Читаем Хочу жить! Дневник советской школьницы полностью

Настроение немного грустное, но приятное, и все наполнено воспоминаниями. Смешно признаться, но я привязалась к нашей московской компании, первой и, должно быть, последней в моей жизни. Впервые в этом году я имела среди мальчиков таких близких хороших товарищей, и они долго не забудутся, мне кажется иногда, что это первое яркое и живое впечатление моей жизни. Сейчас все мысли наполнены ими, и каждый шаг вызывает тучу воспоминаний. Я здесь одна и заполняю свое одиночество старыми образами. Вчера вечером моросил дождь, было необыкновенно тихо и тепло. Лес, весь мокрый и пахучий, ярко зеленел кругом. Я рвала цветы, что-то приятно ныло у меня в груди, и так хотелось, чтоб здесь со мной был кто-то молодой, интересный и волнующий. Вспоминались поросшая травой и кустами, неровная болшевская дорога, темные колокольчики и белые ромашки. Мы рвали их, Володя, широко шагая, неожиданно бросался и перебивал цветок из-под носа, а потом, смеясь, отдавал. Вспоминала, как я и Юра лазили через кусты и он был весь белый от каких-то липких мелких цветов.

Сегодня пошла за ягодами. В лесу никого, он дик и местами так густ, что почти невозможно пройти. Мне было весело, потому что я была не одна, а с маленьким фокстерьером. Чей он? Не знаю. Он очень мил, весел и общителен. Мы лазили через кусты, а потом лежали в траве и рвали ягоды. Я очень скоро потеряла всякое представление о том, где нахожусь, бродила как придется, то выходя на узкие тенистые дорожки и широкие просеки, заваленные хворостом, то углубляясь в темную и сырую чащу, где было тихо, а наверху шумел ветер. Свет падал бледными и неверными бликами, и приятна была эта дикость и одиночество. Вчера поздно вечером я пошла погулять по поселку. Слабо и нежно темнело. На пустоши играли в волейбол, и я робко подошла и смотрела, а потом пошла к гигантским шарам, где несколько девушек взвивались высоко в воздух и звонко хохотали.

* _Задание_
Продолжите отрывок из дневника школьницы сразу после его последнего предложения.

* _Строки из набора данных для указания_
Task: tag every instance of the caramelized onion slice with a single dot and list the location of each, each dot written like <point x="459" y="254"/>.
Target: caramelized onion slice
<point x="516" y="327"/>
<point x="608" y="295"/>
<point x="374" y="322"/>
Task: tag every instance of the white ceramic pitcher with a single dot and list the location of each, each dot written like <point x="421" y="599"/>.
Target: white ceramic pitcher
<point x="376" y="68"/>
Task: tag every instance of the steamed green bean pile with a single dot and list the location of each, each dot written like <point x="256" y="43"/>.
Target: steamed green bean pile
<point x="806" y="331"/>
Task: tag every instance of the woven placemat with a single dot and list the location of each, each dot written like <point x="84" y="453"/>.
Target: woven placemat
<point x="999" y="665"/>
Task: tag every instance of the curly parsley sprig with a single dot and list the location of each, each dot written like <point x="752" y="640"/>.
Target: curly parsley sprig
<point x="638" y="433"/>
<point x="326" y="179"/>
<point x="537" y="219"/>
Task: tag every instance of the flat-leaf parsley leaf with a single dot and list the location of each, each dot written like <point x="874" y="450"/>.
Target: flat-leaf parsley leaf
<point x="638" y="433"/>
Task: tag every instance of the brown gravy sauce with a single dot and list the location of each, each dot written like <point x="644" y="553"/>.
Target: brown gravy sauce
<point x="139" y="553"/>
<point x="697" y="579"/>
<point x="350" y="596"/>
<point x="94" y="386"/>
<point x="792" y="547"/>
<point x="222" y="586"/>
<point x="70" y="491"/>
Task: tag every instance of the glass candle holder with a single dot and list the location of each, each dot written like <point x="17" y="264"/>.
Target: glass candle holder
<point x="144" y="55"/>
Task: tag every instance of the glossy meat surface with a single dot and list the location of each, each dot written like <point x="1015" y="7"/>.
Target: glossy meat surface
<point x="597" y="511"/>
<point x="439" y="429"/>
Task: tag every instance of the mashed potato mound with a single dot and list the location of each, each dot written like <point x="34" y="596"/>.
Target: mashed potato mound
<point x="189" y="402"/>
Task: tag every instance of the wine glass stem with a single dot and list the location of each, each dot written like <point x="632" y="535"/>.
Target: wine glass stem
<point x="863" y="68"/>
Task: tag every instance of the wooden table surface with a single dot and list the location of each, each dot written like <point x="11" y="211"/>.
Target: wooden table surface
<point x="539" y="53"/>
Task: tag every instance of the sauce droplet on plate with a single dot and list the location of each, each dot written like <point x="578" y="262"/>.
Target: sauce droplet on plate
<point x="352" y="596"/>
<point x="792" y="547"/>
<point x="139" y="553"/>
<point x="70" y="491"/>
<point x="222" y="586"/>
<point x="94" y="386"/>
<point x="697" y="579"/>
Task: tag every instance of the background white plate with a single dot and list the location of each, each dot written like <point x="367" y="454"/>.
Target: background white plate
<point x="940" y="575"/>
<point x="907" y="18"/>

* _Ответ_
<3 августа 1935>Москва

Готовлюсь на рабфак и поэтому занимаюсь целый день. Живу одна, мама и девочки на даче, в Москве лишь я с бабушкой. Странно, как твердо и непоколебимо мое решение насчет рабфака, мне иногда самой чудно, как я без сомнений, без вопросов подошла к своей несколько взбалмошной идее. Так, как будто мне больше идти некуда, хотя открыт путь — в школу, путь легкий и веселый, но я давно отреклась от него. Моему самолюбию льстит такая решимость и твердость, ведь заниматься сейчас очень трудно — вокруг очень много искушений, и они так сильны! Дача, поэзия природы, леса и поля, а тут четыре стены, душная Москва и сухие учебники. Странно мне теперь все в себе — мое спокойствие, с которым я занимаюсь, моя твердость и весь внутренний мир. Он перестраивается, и хотя я еще не понимаю, что созидается во мне, но знаю, что это новое и поэтому интересное.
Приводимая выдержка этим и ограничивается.